- _YOUR TASK_:
State how many lines in the listing below include the word "lettering", and add nothing besides the number.

--*--

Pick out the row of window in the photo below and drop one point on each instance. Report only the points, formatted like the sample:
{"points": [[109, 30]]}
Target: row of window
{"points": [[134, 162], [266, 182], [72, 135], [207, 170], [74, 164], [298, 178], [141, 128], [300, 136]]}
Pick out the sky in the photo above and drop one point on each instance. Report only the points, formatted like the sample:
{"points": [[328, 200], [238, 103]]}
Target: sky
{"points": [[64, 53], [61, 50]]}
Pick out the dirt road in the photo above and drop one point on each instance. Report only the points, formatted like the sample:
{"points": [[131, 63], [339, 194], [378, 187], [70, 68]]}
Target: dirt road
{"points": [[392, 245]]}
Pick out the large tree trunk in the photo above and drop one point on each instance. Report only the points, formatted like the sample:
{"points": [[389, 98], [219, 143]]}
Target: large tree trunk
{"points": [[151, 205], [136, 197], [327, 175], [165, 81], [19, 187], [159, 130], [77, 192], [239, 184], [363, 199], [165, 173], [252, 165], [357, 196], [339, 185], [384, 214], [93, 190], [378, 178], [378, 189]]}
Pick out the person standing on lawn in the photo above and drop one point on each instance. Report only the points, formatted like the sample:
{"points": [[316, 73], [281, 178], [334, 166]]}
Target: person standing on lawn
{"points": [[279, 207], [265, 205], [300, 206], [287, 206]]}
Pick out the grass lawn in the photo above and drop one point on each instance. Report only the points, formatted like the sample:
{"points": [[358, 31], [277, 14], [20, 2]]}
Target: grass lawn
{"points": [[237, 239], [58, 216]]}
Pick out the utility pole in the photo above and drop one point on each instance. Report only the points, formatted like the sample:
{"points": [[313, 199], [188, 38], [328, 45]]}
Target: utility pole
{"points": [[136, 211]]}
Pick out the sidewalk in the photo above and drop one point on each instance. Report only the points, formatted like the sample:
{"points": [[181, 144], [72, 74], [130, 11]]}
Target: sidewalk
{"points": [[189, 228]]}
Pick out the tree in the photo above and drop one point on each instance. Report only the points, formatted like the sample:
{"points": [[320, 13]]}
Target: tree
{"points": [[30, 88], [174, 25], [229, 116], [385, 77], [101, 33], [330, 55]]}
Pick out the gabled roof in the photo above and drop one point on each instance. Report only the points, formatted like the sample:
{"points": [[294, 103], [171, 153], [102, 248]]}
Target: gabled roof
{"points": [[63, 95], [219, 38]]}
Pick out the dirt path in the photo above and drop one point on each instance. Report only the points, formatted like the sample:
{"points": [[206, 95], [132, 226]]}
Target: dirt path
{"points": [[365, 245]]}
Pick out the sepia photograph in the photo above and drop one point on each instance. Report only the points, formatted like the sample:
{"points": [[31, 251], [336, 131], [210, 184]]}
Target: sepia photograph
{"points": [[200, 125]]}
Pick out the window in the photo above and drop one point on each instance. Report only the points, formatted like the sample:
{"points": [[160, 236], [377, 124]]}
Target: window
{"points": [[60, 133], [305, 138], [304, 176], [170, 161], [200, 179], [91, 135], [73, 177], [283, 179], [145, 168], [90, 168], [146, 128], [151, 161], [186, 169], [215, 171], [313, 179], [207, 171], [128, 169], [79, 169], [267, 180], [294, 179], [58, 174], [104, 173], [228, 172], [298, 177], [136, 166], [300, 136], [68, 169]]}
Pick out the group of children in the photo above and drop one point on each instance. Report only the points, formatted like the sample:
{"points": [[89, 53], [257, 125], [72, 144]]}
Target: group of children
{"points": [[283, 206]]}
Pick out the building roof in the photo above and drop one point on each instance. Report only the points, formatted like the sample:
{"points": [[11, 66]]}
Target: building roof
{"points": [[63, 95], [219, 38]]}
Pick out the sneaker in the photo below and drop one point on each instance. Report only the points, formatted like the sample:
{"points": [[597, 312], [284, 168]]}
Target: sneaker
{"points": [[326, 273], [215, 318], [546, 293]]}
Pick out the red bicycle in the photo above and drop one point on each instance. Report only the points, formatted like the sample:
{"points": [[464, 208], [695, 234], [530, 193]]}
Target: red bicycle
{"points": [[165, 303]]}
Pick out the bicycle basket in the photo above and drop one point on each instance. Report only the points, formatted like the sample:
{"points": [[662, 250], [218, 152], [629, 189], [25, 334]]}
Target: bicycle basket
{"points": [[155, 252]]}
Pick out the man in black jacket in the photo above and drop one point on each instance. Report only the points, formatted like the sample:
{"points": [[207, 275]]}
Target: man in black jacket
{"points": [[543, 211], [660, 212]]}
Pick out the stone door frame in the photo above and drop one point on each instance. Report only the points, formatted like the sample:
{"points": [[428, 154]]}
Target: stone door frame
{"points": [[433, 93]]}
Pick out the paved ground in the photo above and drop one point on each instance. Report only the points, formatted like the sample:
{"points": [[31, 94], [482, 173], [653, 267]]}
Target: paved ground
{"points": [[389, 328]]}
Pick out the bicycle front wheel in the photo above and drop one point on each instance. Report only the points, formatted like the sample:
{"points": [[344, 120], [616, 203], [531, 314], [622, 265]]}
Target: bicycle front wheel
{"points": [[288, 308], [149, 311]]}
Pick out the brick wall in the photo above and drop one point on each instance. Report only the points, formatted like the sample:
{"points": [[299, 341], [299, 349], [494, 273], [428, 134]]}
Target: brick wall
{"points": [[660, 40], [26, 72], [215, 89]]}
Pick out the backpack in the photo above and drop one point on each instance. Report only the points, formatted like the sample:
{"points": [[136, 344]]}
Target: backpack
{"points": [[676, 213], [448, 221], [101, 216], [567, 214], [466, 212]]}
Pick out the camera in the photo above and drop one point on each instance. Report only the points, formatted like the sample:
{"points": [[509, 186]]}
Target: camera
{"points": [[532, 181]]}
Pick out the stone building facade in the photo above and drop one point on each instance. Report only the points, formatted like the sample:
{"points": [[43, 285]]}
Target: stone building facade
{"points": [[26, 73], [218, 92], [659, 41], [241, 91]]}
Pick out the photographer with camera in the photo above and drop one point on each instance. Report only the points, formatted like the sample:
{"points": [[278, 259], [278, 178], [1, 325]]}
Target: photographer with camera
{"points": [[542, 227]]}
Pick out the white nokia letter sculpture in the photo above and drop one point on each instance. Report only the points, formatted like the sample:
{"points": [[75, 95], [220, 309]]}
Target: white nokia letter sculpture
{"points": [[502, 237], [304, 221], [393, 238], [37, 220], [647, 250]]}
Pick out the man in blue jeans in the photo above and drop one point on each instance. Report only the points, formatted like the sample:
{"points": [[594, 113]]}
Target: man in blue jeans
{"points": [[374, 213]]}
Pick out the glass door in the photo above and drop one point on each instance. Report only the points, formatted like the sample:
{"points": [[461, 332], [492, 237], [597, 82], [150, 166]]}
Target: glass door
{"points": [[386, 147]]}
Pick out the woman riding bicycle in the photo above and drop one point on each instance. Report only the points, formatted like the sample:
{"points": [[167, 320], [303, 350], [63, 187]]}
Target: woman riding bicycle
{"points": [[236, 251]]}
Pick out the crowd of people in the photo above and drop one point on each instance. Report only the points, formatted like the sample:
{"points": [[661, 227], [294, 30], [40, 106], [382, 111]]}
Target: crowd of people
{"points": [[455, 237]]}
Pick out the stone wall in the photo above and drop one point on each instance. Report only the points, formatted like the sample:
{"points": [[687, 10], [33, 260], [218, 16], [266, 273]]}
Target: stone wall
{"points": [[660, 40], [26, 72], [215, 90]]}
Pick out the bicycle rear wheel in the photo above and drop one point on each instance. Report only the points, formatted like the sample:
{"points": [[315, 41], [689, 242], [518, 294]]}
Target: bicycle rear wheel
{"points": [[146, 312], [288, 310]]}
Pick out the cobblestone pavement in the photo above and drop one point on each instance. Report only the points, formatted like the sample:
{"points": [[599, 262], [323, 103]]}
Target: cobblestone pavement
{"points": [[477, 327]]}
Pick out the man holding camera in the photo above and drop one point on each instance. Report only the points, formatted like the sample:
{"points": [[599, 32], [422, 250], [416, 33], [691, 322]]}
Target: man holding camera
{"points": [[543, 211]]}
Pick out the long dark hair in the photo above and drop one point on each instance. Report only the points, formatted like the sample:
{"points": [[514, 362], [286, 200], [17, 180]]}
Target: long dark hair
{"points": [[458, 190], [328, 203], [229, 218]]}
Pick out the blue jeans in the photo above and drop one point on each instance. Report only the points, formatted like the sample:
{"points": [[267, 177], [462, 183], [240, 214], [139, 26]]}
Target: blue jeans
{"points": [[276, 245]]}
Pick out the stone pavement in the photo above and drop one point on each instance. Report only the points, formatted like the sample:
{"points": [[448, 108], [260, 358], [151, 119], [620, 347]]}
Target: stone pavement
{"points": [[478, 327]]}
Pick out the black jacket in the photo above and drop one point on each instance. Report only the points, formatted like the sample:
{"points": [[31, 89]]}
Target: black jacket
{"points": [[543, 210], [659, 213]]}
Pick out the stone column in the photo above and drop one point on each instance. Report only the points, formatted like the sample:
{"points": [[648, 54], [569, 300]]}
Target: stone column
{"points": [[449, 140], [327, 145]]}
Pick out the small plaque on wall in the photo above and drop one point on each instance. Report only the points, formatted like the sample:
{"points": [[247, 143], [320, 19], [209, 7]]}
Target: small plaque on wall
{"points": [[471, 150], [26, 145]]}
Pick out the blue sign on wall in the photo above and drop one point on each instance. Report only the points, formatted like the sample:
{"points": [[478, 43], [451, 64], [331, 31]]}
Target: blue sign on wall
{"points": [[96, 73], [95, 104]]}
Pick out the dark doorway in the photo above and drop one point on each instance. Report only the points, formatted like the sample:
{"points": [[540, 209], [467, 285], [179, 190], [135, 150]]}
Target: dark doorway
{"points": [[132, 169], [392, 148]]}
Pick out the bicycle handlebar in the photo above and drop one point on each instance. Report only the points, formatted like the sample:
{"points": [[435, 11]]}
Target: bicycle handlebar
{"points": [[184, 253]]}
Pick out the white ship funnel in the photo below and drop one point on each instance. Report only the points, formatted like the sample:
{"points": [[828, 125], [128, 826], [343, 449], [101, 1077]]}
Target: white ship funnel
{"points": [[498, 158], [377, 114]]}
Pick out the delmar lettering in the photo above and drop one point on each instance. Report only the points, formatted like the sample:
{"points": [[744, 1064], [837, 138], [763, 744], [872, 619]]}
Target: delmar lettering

--*--

- _ANSWER SPACE_:
2